### Text passage
::::

And besides all that, I still have the photo, and here it is for the world to see. If I could only get rid of those unsightly stickers!

Friday, April 9, 2010

Gluten Free Bread Art--Signs of Spring

Sometimes our bloopers are like a Rorschach's test, and we all suggest the image that comes to mind.  Sometimes, our bloopers are unmistakably a figure or animal.  Here's a rosemary baguette from yesterday that looked like the caterpillar from Alice in Wonderland.  It is finally Spring here in Vermont, so we gave her some blooper sesame bagel wings today, and she was transformed into a butterfly.

Speaking of Spring, here are some hollow rolls that became bird nests after we stuffed them with end-of-the-day dough balls.  Stay tuned for baby bird gluten free bread art.  Gluten free baking should be fun...and it is!

Thursday, April 8, 2010

Bloopers...What's a Blooper?

Bloopers, or rejects, are an inevitable part of our baking process. We bake with fresh ingredients, and as we have come to realize, cows have good and bad days, so do laying hens. Fresh ingredients are never exactly the same and are an interesting variable in the baking process. And then there is tapioca starch. Made from a tuber, it has different properties depending on the rain cycle of the season in which it is grown. Like many other flours, including gluten free ones, tapioca also behaves differently depending on the weather outside. Our manufacturing facility is in Vermont. Need I say more? But this is what artisan baking, as opposed to industrialized baking, is all about.

We could more precisely control our ingredients by using powdered milk, boxed or powdered eggs, and cheese chock full of natamycin, a questionable anti-fungicide, and milk protein concentrates. We also could employ all sorts of dough conditioners and stablizers to make the dough behave. We don’t. All of these stabilized ingredients would make our products a lot cheaper, to both us and consumers. But, we are committed to baking honest products using the freshest possible ingredients. It is not only about taste, but it is also about doing the “right” thing. We care deeply about the animals and people behind our ingredients.

What does all of this have to do with bloopers? Well, we have a lot of them. Instead of scooping them up and filling landfills with our rejects, we donate them to local food banks and shelters. On a typical week, we donate over 200 pounds of bread, that go to all sorts of people, not just gluten intolerant ones. We’re proud of the nutritional quality of our products and glad to add them to the diets of those less unfortunate.

What constitutes a blooper? It just doesn’t meet our quality standards. Among other things, it can be too artisan (read: ugly) or it can rise too much or too little. We entertain ourselves with all sorts of names for the bloopers like “volcanoes,” “puffers,” “baked potatoes,” and “tennis balls.” And of course, some of the bloopers end up in the home kitchens of our staff, including us. Volcanoes (aka known as rolls) are, in fact, great for stuffing with tons of veggies and humus—ugly, but oh so utilitarian.

::::

### Supplied information

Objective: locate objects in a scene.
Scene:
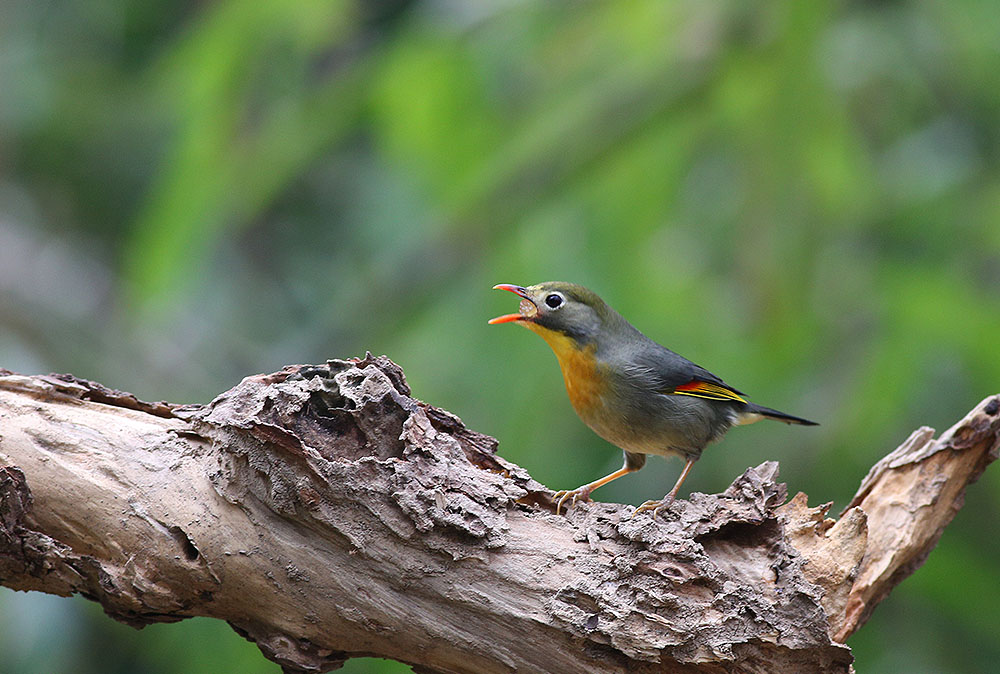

::::

### Directions
(1) Repeat the passage of the bakery blog excerpt from "Gluten Free Bread Art--Signs" up to and including "into a butterfly.".
(2) List every nickname the bakery blog excerpt gives for bloopers.
(3) Answer these questions from the bakery blog excerpt:
(a) Which state is the manufacturing facility in?
(b) How much bread is donated on a typical week?
(c) What did the rosemary baguette look like?

### Answers to each task
(1)
Gluten Free Bread Art--Signs of Spring

Sometimes our bloopers are like a Rorschach's test, and we all suggest the image that comes to mind.  Sometimes, our bloopers are unmistakably a figure or animal.  Here's a rosemary baguette from yesterday that looked like the caterpillar from Alice in Wonderland.  It is finally Spring here in Vermont, so we gave her some blooper sesame bagel wings today, and she was transformed into a butterfly.

(2)
volcanoes
puffers
baked potatoes
tennis balls

(3)
(a) Vermont
(b) Over 200 pounds
(c) The caterpillar from Alice in Wonderland